WHAT YOU HAVE TO DO:
All of the data needs to come back exactly as written.

DATA:
※ ※ ※

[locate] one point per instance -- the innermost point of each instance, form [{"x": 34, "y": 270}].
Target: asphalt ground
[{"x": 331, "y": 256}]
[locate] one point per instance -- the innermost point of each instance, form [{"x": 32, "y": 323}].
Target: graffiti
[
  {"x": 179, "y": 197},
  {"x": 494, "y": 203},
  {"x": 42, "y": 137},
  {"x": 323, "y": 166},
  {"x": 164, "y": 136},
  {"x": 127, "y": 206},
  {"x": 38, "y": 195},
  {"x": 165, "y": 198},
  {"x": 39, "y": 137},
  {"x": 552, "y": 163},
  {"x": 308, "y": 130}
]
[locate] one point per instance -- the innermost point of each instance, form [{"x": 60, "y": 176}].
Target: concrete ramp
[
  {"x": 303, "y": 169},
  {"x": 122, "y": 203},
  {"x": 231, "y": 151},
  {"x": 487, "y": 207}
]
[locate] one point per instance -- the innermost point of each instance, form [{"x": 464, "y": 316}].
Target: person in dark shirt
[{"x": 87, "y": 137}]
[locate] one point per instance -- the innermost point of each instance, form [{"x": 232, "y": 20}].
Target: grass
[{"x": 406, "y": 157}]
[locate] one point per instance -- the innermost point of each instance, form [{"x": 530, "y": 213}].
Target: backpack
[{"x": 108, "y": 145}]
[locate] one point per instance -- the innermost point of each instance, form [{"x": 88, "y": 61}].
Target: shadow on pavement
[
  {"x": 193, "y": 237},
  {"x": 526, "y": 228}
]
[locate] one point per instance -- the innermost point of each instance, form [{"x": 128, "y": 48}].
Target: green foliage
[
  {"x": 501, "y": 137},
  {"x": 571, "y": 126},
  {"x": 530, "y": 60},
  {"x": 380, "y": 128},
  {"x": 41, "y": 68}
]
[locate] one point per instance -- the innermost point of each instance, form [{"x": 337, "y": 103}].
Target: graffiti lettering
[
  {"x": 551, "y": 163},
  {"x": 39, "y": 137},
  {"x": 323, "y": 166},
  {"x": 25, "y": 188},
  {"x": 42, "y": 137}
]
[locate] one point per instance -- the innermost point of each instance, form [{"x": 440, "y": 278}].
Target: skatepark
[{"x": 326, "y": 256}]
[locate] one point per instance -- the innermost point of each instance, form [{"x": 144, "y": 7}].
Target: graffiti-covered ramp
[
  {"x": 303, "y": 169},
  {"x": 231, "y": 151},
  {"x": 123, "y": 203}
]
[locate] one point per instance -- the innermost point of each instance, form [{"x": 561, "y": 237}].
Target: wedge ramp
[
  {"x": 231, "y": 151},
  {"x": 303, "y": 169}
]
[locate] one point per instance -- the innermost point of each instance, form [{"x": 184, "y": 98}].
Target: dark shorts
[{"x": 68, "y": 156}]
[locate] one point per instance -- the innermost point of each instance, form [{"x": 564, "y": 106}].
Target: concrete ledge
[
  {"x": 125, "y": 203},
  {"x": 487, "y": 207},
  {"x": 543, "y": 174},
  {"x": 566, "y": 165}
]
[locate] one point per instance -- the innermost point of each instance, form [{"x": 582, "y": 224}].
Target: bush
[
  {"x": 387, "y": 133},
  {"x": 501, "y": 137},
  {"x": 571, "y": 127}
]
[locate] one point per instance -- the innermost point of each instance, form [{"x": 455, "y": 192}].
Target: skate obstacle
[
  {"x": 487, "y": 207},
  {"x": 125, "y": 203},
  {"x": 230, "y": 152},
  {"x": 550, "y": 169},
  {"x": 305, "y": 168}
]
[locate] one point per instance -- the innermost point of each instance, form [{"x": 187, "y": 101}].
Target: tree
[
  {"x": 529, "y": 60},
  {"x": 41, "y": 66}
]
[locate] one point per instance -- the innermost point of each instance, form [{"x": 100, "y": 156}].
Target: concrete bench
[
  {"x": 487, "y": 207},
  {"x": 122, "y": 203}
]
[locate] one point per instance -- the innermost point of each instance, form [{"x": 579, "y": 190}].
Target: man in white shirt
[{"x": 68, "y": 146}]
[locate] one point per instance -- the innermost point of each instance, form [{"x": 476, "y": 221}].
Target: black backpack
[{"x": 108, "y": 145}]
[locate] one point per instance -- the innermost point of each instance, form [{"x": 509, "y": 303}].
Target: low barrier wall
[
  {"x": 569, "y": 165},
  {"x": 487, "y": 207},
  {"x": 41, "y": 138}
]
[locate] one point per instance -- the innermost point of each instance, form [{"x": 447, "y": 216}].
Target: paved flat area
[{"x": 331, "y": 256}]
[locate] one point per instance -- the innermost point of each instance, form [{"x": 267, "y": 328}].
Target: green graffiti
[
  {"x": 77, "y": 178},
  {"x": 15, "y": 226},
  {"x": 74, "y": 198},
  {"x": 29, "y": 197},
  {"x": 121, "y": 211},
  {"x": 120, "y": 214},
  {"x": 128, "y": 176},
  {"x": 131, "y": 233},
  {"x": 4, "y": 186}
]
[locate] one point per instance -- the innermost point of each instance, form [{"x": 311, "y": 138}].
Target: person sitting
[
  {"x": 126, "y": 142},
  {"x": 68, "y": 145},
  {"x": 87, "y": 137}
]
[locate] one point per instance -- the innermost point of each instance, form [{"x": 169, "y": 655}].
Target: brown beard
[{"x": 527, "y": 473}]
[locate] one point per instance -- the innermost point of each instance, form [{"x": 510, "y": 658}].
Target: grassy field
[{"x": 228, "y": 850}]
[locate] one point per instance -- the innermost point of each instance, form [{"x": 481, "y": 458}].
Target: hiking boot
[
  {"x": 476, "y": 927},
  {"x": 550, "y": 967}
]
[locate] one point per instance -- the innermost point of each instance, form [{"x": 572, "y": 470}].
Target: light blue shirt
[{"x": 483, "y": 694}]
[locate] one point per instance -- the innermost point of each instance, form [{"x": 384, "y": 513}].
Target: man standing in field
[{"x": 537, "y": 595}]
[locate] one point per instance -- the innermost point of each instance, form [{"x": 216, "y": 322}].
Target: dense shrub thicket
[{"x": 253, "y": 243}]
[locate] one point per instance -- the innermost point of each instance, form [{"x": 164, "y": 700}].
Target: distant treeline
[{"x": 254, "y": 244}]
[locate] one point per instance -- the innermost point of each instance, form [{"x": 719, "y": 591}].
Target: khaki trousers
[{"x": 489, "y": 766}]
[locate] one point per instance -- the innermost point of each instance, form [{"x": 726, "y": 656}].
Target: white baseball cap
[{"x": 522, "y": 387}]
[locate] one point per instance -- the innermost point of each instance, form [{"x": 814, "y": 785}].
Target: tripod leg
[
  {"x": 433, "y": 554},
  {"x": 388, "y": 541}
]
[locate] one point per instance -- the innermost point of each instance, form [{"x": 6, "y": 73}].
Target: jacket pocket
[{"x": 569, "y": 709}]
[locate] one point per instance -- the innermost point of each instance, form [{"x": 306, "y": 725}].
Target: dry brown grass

※ ※ ※

RESULT FOR THIS EXERCISE:
[locate] one point per instance -- the innermost point of each instance, form [{"x": 34, "y": 270}].
Target: asphalt ground
[{"x": 331, "y": 256}]
[locate] one point per instance -- the innermost point of each instance, form [{"x": 32, "y": 323}].
Target: graffiti
[
  {"x": 179, "y": 197},
  {"x": 494, "y": 203},
  {"x": 42, "y": 137},
  {"x": 323, "y": 166},
  {"x": 164, "y": 136},
  {"x": 127, "y": 206},
  {"x": 38, "y": 195},
  {"x": 165, "y": 198},
  {"x": 39, "y": 137},
  {"x": 552, "y": 163},
  {"x": 308, "y": 130}
]
[locate] one point per instance -- the innermost point of each instance, form [{"x": 60, "y": 176}].
Target: concrete ramp
[
  {"x": 303, "y": 169},
  {"x": 122, "y": 203},
  {"x": 231, "y": 151},
  {"x": 487, "y": 207}
]
[locate] one point per instance -- the innermost point of each instance, form [{"x": 464, "y": 316}].
Target: person in dark shirt
[{"x": 87, "y": 137}]
[locate] one point per instance -- the innermost point of each instance, form [{"x": 232, "y": 20}].
Target: grass
[{"x": 406, "y": 157}]
[locate] one point per instance -- the innermost point of each instance, form [{"x": 530, "y": 213}].
Target: backpack
[{"x": 108, "y": 145}]
[locate] one point per instance -- the innermost point of each instance, form [{"x": 88, "y": 61}].
Target: shadow on pavement
[
  {"x": 193, "y": 237},
  {"x": 526, "y": 228}
]
[locate] one point per instance -- the innermost point of each instance, form [{"x": 128, "y": 48}].
Target: green foliage
[
  {"x": 501, "y": 137},
  {"x": 571, "y": 126},
  {"x": 530, "y": 60},
  {"x": 380, "y": 128},
  {"x": 41, "y": 68}
]
[locate] one point per instance -- the innermost point of each instance, form [{"x": 337, "y": 103}].
Target: graffiti lettering
[
  {"x": 551, "y": 163},
  {"x": 39, "y": 137},
  {"x": 323, "y": 166},
  {"x": 25, "y": 188},
  {"x": 42, "y": 137}
]
[locate] one point per instance -- the innermost point of each instance, form [{"x": 440, "y": 278}].
Target: skatepark
[{"x": 326, "y": 256}]
[locate] one point per instance -- the innermost point of each instance, form [{"x": 144, "y": 7}].
Target: graffiti-covered ramp
[
  {"x": 303, "y": 169},
  {"x": 231, "y": 151},
  {"x": 123, "y": 203}
]
[locate] one point per instance -- the innermost point of each instance, form [{"x": 561, "y": 237}].
Target: wedge ramp
[
  {"x": 231, "y": 151},
  {"x": 303, "y": 169}
]
[locate] one point per instance -- the innermost point of each instance, form [{"x": 184, "y": 98}].
Target: dark shorts
[{"x": 68, "y": 156}]
[locate] one point per instance -- the innermost point of each instance, form [{"x": 564, "y": 106}].
Target: concrete ledge
[
  {"x": 125, "y": 203},
  {"x": 487, "y": 207},
  {"x": 543, "y": 174},
  {"x": 566, "y": 165}
]
[locate] one point per instance -- the innermost point of each instance, form [{"x": 582, "y": 224}].
Target: bush
[
  {"x": 387, "y": 133},
  {"x": 501, "y": 137},
  {"x": 571, "y": 127}
]
[locate] one point per instance -- the innermost point of each instance, form [{"x": 455, "y": 192}].
Target: skate obstacle
[
  {"x": 487, "y": 207},
  {"x": 125, "y": 203},
  {"x": 230, "y": 152},
  {"x": 550, "y": 169},
  {"x": 305, "y": 168}
]
[locate] one point per instance -- the innermost point of each instance, form [{"x": 187, "y": 101}].
Target: tree
[
  {"x": 529, "y": 60},
  {"x": 41, "y": 66}
]
[locate] one point per instance -- the innermost point of each instance, form [{"x": 100, "y": 156}].
Target: concrete bench
[
  {"x": 487, "y": 207},
  {"x": 122, "y": 203}
]
[locate] one point per instance -- the innermost point of each instance, form [{"x": 579, "y": 190}].
Target: man in white shirt
[{"x": 68, "y": 146}]
[locate] one point per instance -- the innermost point of each instance, form [{"x": 476, "y": 221}].
Target: black backpack
[{"x": 108, "y": 145}]
[locate] one point per instance -- the innermost point of each instance, form [{"x": 509, "y": 303}].
Target: low barrier wall
[
  {"x": 569, "y": 165},
  {"x": 487, "y": 207},
  {"x": 41, "y": 138}
]
[locate] one point per instance -- the innermost point of each instance, form [{"x": 447, "y": 216}].
Target: paved flat area
[{"x": 331, "y": 256}]
[locate] one point per instance -- the innermost point of each instance, form [{"x": 267, "y": 328}].
Target: green graffiti
[
  {"x": 77, "y": 178},
  {"x": 15, "y": 226},
  {"x": 74, "y": 198},
  {"x": 29, "y": 197},
  {"x": 121, "y": 211},
  {"x": 120, "y": 214},
  {"x": 128, "y": 176},
  {"x": 131, "y": 233},
  {"x": 4, "y": 186}
]
[locate] one point per instance -- the innermost point of each instance, form [{"x": 311, "y": 138}].
Target: person sitting
[
  {"x": 126, "y": 142},
  {"x": 68, "y": 145},
  {"x": 87, "y": 137}
]
[locate] one point per instance -- the innermost point of each instance, form [{"x": 169, "y": 655}].
Target: brown beard
[{"x": 527, "y": 473}]
[locate] one point per instance -- the innermost point of each instance, form [{"x": 510, "y": 658}].
Target: grassy field
[{"x": 228, "y": 850}]
[locate] one point per instance -- the innermost point of each instance, form [{"x": 481, "y": 458}].
Target: hiking boot
[
  {"x": 476, "y": 927},
  {"x": 550, "y": 967}
]
[locate] one point per instance -- the innermost point of each instance, form [{"x": 572, "y": 470}].
Target: light blue shirt
[{"x": 483, "y": 694}]
[locate] one point per instance -- the innermost point of each instance, form [{"x": 384, "y": 513}].
Target: man standing in field
[{"x": 537, "y": 595}]
[locate] one point per instance -- the innermost point of each instance, form [{"x": 216, "y": 322}].
Target: dense shrub thicket
[{"x": 253, "y": 243}]
[locate] one point per instance -- the innermost point of each instance, form [{"x": 164, "y": 700}].
Target: distant treeline
[{"x": 254, "y": 244}]
[locate] one point per instance -- the innermost point of each instance, form [{"x": 719, "y": 591}].
Target: khaki trousers
[{"x": 489, "y": 766}]
[locate] one point per instance -- the innermost point of each instance, form [{"x": 726, "y": 656}].
Target: white baseball cap
[{"x": 522, "y": 387}]
[locate] one point per instance -- the innermost point of each instance, form [{"x": 814, "y": 785}].
Target: tripod leg
[
  {"x": 433, "y": 554},
  {"x": 388, "y": 541}
]
[locate] one point per instance -- the innermost point of each instance, form [{"x": 6, "y": 73}].
Target: jacket pocket
[{"x": 569, "y": 709}]
[locate] one point per instance -- the innermost point of each instance, form [{"x": 306, "y": 725}].
Target: dry brown grass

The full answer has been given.